■ What the task requires:
Proceed with the text on Kronos pipeline results, continuing it from where it stops.

■ Study text:
.....

Results generated by a pipeline

When a pipeline is run, a directory is made inside the working directory with its name being the run ID. All the output files and directories are stored here, i.e. in <working_dir>/<run_ID>/.

What is the working directory?

It is a directory used by Kronos to store all the resulting files. The user can specify the path to its desired working directory via input option -w.

Tip

If the directory does not exist, then it will be made.

Tip

If you do not specify the working directory, the current directory would be used instead.

What is the run ID?

Each time a pipeline is run, a unique ID is generated for that run unless it is specified using -r option by the user. This ID is used for the following purposes:

  • to trace back the run, i.e logs, results, etc.
  • to enable re-running the same incomplete run, which it will automatically pick up from where it left off
  • to avoid overwriting the results if the same working directory is used for all the runs

Info

The ID generated by Kronos (if -r not specified) is a timestamp: ‘year-month-day_hour-minute-second’.

.....

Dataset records
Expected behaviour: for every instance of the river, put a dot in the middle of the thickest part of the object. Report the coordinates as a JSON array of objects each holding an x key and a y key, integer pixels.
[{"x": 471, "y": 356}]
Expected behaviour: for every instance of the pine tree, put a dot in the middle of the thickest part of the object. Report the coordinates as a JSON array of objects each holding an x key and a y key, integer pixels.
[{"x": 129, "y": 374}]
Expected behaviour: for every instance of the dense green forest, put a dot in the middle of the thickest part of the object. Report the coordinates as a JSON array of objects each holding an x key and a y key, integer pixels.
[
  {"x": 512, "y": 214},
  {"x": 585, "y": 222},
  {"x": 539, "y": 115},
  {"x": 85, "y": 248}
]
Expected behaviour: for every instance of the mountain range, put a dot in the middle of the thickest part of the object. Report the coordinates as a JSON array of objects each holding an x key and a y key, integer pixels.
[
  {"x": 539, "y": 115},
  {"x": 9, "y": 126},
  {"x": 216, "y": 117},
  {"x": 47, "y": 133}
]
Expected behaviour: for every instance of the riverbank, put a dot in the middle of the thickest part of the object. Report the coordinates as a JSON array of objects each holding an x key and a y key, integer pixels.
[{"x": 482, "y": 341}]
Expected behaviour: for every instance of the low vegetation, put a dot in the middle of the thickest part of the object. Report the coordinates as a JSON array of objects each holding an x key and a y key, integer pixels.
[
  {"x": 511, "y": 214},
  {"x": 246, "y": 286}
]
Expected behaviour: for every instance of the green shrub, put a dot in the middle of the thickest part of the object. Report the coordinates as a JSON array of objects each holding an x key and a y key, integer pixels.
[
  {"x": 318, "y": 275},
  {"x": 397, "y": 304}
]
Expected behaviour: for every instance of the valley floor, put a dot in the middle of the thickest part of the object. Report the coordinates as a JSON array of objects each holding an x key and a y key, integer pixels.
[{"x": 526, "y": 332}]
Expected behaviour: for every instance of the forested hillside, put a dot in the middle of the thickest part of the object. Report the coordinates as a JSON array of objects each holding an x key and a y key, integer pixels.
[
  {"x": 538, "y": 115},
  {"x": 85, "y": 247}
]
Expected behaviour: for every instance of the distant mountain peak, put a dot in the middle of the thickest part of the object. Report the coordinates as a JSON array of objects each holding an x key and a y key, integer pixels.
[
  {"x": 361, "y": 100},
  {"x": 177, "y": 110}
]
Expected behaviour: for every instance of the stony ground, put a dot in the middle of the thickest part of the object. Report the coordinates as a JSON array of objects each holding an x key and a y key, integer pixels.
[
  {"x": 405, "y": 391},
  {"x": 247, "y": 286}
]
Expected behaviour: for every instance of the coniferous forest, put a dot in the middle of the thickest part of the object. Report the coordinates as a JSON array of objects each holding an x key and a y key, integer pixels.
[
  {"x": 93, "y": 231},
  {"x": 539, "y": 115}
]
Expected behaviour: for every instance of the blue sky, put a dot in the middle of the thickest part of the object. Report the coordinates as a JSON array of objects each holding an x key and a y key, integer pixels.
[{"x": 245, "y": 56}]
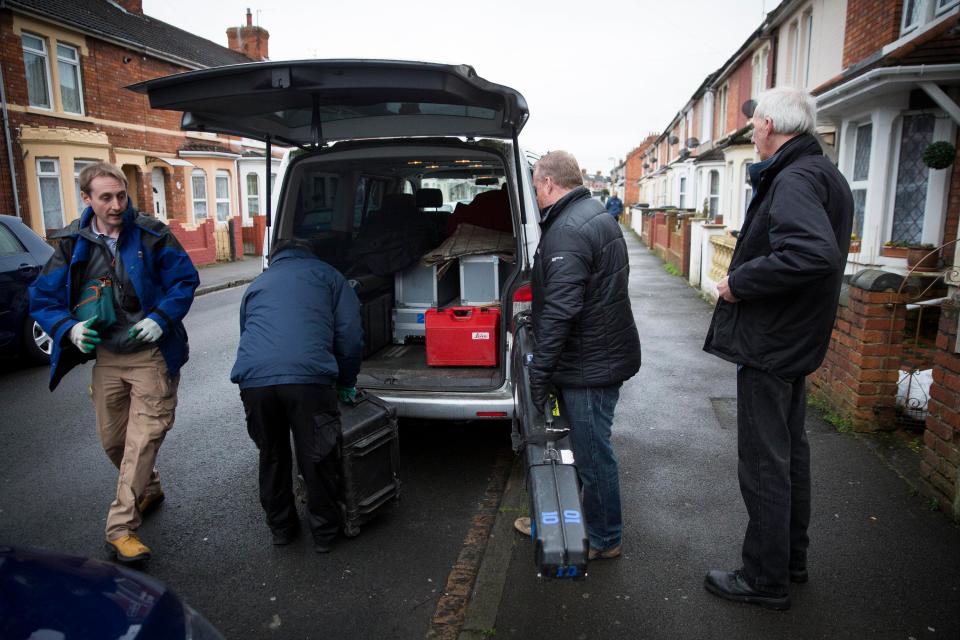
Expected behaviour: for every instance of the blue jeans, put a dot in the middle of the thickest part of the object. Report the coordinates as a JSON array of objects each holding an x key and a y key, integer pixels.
[{"x": 590, "y": 411}]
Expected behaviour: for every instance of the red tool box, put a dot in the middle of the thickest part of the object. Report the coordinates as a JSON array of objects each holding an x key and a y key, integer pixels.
[{"x": 462, "y": 336}]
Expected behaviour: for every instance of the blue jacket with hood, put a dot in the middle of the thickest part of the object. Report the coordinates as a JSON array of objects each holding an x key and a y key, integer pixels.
[
  {"x": 299, "y": 324},
  {"x": 161, "y": 272}
]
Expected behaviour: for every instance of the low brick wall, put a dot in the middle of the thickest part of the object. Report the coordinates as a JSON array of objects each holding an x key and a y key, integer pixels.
[
  {"x": 678, "y": 254},
  {"x": 941, "y": 439},
  {"x": 648, "y": 227},
  {"x": 859, "y": 374},
  {"x": 253, "y": 236},
  {"x": 199, "y": 243}
]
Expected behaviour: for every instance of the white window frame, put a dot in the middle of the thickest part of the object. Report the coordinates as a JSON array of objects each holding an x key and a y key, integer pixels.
[
  {"x": 806, "y": 43},
  {"x": 75, "y": 63},
  {"x": 55, "y": 174},
  {"x": 706, "y": 117},
  {"x": 199, "y": 173},
  {"x": 927, "y": 11},
  {"x": 864, "y": 184},
  {"x": 747, "y": 187},
  {"x": 78, "y": 165},
  {"x": 793, "y": 51},
  {"x": 712, "y": 211},
  {"x": 938, "y": 182},
  {"x": 222, "y": 174},
  {"x": 722, "y": 116},
  {"x": 253, "y": 198},
  {"x": 760, "y": 71},
  {"x": 45, "y": 55}
]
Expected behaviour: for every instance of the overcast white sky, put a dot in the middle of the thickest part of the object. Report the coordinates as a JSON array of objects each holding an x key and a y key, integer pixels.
[{"x": 597, "y": 76}]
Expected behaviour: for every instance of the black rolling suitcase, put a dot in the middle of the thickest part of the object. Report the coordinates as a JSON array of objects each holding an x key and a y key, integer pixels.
[
  {"x": 369, "y": 461},
  {"x": 560, "y": 543}
]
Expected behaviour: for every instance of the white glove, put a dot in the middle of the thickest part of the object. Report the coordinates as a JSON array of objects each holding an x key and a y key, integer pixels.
[
  {"x": 147, "y": 330},
  {"x": 83, "y": 337}
]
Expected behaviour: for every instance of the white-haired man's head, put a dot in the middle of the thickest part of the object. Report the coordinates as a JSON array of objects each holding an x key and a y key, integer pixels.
[{"x": 781, "y": 114}]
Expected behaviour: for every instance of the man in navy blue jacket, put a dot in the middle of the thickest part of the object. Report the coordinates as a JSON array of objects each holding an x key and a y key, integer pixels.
[
  {"x": 301, "y": 345},
  {"x": 153, "y": 281}
]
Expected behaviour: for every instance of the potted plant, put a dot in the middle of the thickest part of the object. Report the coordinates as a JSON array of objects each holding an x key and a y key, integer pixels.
[
  {"x": 922, "y": 257},
  {"x": 894, "y": 249},
  {"x": 939, "y": 155},
  {"x": 854, "y": 243}
]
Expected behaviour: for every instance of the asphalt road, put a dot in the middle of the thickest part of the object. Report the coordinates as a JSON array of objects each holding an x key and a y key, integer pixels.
[{"x": 209, "y": 539}]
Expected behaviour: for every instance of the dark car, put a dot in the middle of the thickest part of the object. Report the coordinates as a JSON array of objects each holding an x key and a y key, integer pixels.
[
  {"x": 51, "y": 595},
  {"x": 22, "y": 255}
]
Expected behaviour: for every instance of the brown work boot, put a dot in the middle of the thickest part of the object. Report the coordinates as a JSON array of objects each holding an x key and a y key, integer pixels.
[
  {"x": 523, "y": 525},
  {"x": 148, "y": 503},
  {"x": 128, "y": 549}
]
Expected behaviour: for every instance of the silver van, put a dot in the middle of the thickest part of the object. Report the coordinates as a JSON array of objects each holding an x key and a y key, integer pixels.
[{"x": 391, "y": 161}]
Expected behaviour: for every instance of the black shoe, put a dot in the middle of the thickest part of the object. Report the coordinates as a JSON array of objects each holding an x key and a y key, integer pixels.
[
  {"x": 731, "y": 585},
  {"x": 283, "y": 537}
]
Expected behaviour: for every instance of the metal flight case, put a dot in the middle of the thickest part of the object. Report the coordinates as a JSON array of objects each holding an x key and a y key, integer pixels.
[{"x": 541, "y": 435}]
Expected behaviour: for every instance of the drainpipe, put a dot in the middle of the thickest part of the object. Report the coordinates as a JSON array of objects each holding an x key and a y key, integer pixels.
[{"x": 6, "y": 135}]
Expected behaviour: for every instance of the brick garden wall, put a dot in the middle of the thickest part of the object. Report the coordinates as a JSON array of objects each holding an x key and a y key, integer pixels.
[
  {"x": 859, "y": 374},
  {"x": 941, "y": 440},
  {"x": 199, "y": 244}
]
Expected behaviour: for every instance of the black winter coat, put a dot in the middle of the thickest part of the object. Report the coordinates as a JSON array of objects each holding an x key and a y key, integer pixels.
[
  {"x": 582, "y": 320},
  {"x": 788, "y": 265}
]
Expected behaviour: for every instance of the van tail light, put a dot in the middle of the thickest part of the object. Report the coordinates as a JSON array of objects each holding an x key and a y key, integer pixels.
[{"x": 522, "y": 298}]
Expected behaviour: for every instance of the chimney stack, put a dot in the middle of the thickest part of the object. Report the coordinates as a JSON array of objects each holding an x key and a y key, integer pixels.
[
  {"x": 132, "y": 6},
  {"x": 249, "y": 40}
]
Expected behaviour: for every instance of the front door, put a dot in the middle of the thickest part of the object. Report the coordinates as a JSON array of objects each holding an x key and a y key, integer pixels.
[{"x": 159, "y": 195}]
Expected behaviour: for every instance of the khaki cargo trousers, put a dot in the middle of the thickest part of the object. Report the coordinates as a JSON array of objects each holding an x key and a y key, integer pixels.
[{"x": 135, "y": 402}]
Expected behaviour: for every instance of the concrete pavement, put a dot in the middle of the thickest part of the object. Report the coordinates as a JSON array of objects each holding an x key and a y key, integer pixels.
[
  {"x": 882, "y": 564},
  {"x": 223, "y": 275}
]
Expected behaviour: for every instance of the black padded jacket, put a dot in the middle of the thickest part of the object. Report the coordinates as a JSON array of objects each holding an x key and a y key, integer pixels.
[
  {"x": 788, "y": 266},
  {"x": 582, "y": 319}
]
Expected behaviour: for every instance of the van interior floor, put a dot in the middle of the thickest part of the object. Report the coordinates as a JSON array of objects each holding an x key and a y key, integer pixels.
[{"x": 406, "y": 365}]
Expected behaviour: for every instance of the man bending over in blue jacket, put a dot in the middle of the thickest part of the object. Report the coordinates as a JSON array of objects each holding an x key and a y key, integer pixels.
[{"x": 301, "y": 345}]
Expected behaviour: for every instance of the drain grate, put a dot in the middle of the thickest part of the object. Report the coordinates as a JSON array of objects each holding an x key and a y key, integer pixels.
[{"x": 725, "y": 410}]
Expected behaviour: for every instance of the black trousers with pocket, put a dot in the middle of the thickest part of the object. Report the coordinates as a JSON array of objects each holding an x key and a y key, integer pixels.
[
  {"x": 310, "y": 412},
  {"x": 774, "y": 472}
]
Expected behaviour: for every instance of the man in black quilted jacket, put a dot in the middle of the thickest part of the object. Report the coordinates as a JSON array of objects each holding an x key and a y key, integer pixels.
[
  {"x": 586, "y": 339},
  {"x": 776, "y": 311}
]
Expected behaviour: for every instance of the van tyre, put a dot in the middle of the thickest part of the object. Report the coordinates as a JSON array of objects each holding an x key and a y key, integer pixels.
[{"x": 37, "y": 345}]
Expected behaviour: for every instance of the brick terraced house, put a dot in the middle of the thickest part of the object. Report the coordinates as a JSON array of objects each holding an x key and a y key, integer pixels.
[
  {"x": 64, "y": 66},
  {"x": 886, "y": 75}
]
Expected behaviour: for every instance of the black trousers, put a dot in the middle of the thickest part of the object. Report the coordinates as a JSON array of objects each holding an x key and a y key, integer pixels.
[
  {"x": 310, "y": 412},
  {"x": 774, "y": 472}
]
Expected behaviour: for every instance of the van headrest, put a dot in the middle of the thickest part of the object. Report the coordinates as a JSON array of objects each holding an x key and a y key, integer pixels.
[
  {"x": 429, "y": 198},
  {"x": 398, "y": 202}
]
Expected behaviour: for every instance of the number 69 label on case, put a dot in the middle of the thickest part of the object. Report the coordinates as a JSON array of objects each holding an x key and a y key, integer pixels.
[{"x": 570, "y": 516}]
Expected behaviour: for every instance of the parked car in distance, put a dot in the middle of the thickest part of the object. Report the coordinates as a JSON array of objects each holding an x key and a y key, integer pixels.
[
  {"x": 22, "y": 255},
  {"x": 52, "y": 595}
]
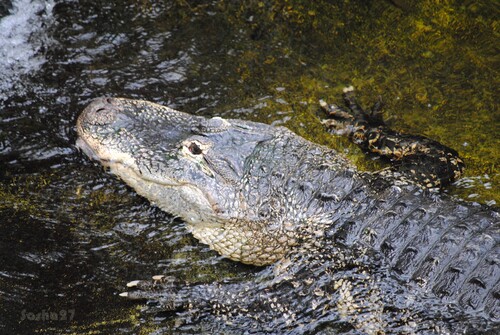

.....

■ Task response:
What is the structure of the results directory generated by a pipeline?

The following tree shows the general structure of the <working_dir>/<run_ID>/ directory where the results are stored:

<working_dir>
|-- <run_id>
|   |-- <sample_id1>_<pipeline_name>
|   |   |-- logs
|   |   |-- outputs
|   |   |-- scripts
|   |   |-- sentinels
|   |-- <sample_id2>_<pipeline_name>
|   |   |-- logs
|   |   |-- outputs
|   |   |-- scripts
|   |   |-- sentinels
|   |-- <pipeline_name>_<run_id>.yaml
|   |-- <pipeline_name>_<run_id>.log

where:

  • an individual subdirectory is made with name <sample_id>_<pipeline_name> for each sample in the SAMPLES section.

  • there are always the following four subdirectories in the <sample_id>_<pipeline_name> directory:
    • logs: where all the log files are stored
    • outputs: where all the resulting files are stored
    • scripts: where all the scripts used to run the components are stored
    • sentinels: where all the sentinel files are stored

If there is not any samples in the SAMPLES section, then a subdirectory with name __shared__only___<pipeline_name> is made instead of <sample_id>_<pipeline_name>. In fact, since there are no ID’s in the SAMPLES section, Kronos uses the string __shared__only__ to idicate that SAMPLES section is empty.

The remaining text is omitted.